Objectifs:
A – Traduisez en anglais la phrase « J'ai déjà vérifié le fonctionnement des pilotes. », tirée de la discussion sur la connexion de l'iPad mini.
B – Réécrivez le passage de la discussion sur la connexion de l'iPad mini qui commence par "salut j ai eu" et se termine par "C'est beau windows...", en substituant "ordinateur" à "ordi".

Extrait de page:

# Problème connexion pc ipad mini



## bastgir (4 Février 2014)

Bonjour, 

Lorsque je branche mon IPAD MINI via USB sur mon PC (Windows 8.1), un message  "faire confiance à cet ordinateur" apparaît, je sélectionne "se fier" et l'IPAD se déconnecte automatiquement (bruit du pc lorsque l'on retire une clé USB) et se reconnecte, puis plus rien ne se passe. L'Ipad apparaît dans les périphériques mais n'est pas reconnu par ITUNES.

J'ai déjà vérifié le fonctionnement des pilotes.

Avez-vous rencontrer le même problème ?

Avez-vous des solutions ?

Merci d'avance !


----------



## f13000 (4 Février 2014)

salut j ai eu le cas depuis la mise a jour itunes.  jai du tout efface ce qui concerne itunes sur l ordi et tout réinstallé.   et ca marche.   il y a une certain ordre pr le faire.    faut aller dans assistance   ds la rubrique itunes.   sur le site apple  tout est explique 


Envoyé de mon iPad à l'aide de Forums iGeneration


----------



## Deleted member 284611 (6 Février 2014)

C'est beau windows...


----------

Données fournies:
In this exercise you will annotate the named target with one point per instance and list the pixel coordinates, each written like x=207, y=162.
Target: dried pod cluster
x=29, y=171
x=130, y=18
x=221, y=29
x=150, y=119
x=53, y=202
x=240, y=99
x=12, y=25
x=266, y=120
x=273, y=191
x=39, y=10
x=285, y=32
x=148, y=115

Corrigé:
A – I have already checked that the drivers are working.

B –
salut j ai eu le cas depuis la mise a jour itunes.  jai du tout efface ce qui concerne itunes sur l ordinateur et tout réinstallé.   et ca marche.   il y a une certain ordre pr le faire.    faut aller dans assistance   ds la rubrique itunes.   sur le site apple  tout est explique 


Envoyé de mon iPad à l'aide de Forums iGeneration


----------



## Deleted member 284611 (6 Février 2014)

C'est beau windows...